今回ご紹介するのは「書店ガール7 旅立ち」(著:碧野圭)です。
-----内容-----
中学の読書クラブの顧問として、生徒たちのビブリオバトル開催を手伝う愛奈。
故郷の沼津に戻り、ブックカフェの開業に挑む彩加。
仙台の歴史ある書店の閉店騒動の渦中にいる理子。
そして亜紀は吉祥寺に戻り……。
それでも本と本屋が好きだから、四人の「書店ガール」たちは、今日も特別な一冊を手渡し続ける。
すべての働く人に送る、書店を舞台としたお仕事エンタテインメント、ついに完結!
-----感想-----
「第1章 愛奈」
高梨愛奈は吉祥寺にある中高一貫の私立で中学校の司書教諭をして二年になり、読書クラブの顧問もしています。
5月の終わり、読書クラブが体育祭のクラス対抗リレーで三年連続優勝し、愛奈がクラブ員達に三連覇のお祝いをねだられ「びいどろ」というブックカフェで奢ることになります。
読書クラブは元々読書が好きな人の他に、クラブよりも趣味や勉強やスポーツに力を入れたい生徒達の受け皿にもなっていて、井出聡司という三年生のクラブ員はサッカーの全国大会でも上位を争う強豪クラブチームのエースです。
福永卓也という二年生のクラブ員も井出とは別のサッカーのクラブチームに所属しています。
さらに碇信一郎という三年生のクラブ員は芸能事務所のアイドル養成スクールに出入りしていて、そんな人が次々と出てきて驚きました。
私立の学校ならそんなこともあるのだと思います。
中村奏大(かなた)という入学以来学内テストでトップの座を明け渡したことがない秀才の三年生クラブ員だけが「びいどろ」に行くのを断り周りを戸惑わせます。

提供資料:
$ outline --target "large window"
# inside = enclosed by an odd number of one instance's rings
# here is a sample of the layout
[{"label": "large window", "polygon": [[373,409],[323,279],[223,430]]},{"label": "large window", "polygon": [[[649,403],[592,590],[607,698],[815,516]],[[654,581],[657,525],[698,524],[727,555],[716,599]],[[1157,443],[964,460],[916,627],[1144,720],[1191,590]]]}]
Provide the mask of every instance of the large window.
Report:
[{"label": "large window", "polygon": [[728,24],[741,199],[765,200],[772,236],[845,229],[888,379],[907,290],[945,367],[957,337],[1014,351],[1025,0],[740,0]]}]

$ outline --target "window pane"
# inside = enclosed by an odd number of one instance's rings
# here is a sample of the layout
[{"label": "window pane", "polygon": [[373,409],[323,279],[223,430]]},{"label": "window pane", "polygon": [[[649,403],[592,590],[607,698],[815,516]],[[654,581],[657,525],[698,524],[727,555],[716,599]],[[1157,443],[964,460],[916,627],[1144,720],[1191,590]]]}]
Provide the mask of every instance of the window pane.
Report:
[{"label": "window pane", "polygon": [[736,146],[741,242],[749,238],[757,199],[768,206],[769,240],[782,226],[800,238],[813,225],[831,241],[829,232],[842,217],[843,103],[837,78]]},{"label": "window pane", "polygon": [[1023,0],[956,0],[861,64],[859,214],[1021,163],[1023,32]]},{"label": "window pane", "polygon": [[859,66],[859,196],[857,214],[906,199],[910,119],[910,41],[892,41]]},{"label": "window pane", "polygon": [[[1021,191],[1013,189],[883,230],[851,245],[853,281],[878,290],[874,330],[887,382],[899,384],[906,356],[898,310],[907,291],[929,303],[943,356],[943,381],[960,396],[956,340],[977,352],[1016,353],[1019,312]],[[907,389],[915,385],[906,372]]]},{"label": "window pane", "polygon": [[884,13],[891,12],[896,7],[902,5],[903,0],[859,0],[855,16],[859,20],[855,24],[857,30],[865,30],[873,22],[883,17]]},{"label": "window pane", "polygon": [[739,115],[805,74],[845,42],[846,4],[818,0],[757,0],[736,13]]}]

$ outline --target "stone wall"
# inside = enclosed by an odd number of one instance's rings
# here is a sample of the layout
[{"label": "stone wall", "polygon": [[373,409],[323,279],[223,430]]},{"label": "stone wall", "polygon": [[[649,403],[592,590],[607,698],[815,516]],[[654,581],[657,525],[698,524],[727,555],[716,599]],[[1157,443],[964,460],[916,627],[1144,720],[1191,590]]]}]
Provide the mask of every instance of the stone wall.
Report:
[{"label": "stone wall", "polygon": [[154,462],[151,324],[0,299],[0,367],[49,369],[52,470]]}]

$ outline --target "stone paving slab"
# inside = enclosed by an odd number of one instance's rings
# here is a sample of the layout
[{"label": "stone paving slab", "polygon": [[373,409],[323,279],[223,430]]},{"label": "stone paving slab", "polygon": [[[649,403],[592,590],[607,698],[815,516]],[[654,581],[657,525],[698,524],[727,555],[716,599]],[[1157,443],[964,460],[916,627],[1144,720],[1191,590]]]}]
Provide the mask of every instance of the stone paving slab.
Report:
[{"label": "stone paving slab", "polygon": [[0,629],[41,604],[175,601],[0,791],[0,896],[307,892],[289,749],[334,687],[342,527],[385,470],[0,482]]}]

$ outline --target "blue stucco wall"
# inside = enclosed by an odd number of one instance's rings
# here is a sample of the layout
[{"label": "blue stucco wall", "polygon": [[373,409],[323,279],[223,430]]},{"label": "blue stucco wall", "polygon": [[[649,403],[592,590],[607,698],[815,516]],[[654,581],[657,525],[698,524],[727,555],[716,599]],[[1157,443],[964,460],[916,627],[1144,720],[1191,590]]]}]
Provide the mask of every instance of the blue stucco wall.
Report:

課題: 上の文書抜粋のうち、「故郷の沼津に戻り、ブックカフェの開業に挑む彩加。」で始まり「私立の学校ならそんなこともあるのだと思います。」で終わる部分を、一字一句違えずに打ち直しなさい。

解答:
故郷の沼津に戻り、ブックカフェの開業に挑む彩加。
仙台の歴史ある書店の閉店騒動の渦中にいる理子。
そして亜紀は吉祥寺に戻り……。
それでも本と本屋が好きだから、四人の「書店ガール」たちは、今日も特別な一冊を手渡し続ける。
すべての働く人に送る、書店を舞台としたお仕事エンタテインメント、ついに完結!
-----感想-----
「第1章 愛奈」
高梨愛奈は吉祥寺にある中高一貫の私立で中学校の司書教諭をして二年になり、読書クラブの顧問もしています。
5月の終わり、読書クラブが体育祭のクラス対抗リレーで三年連続優勝し、愛奈がクラブ員達に三連覇のお祝いをねだられ「びいどろ」というブックカフェで奢ることになります。
読書クラブは元々読書が好きな人の他に、クラブよりも趣味や勉強やスポーツに力を入れたい生徒達の受け皿にもなっていて、井出聡司という三年生のクラブ員はサッカーの全国大会でも上位を争う強豪クラブチームのエースです。
福永卓也という二年生のクラブ員も井出とは別のサッカーのクラブチームに所属しています。
さらに碇信一郎という三年生のクラブ員は芸能事務所のアイドル養成スクールに出入りしていて、そんな人が次々と出てきて驚きました。
私立の学校ならそんなこともあるのだと思います。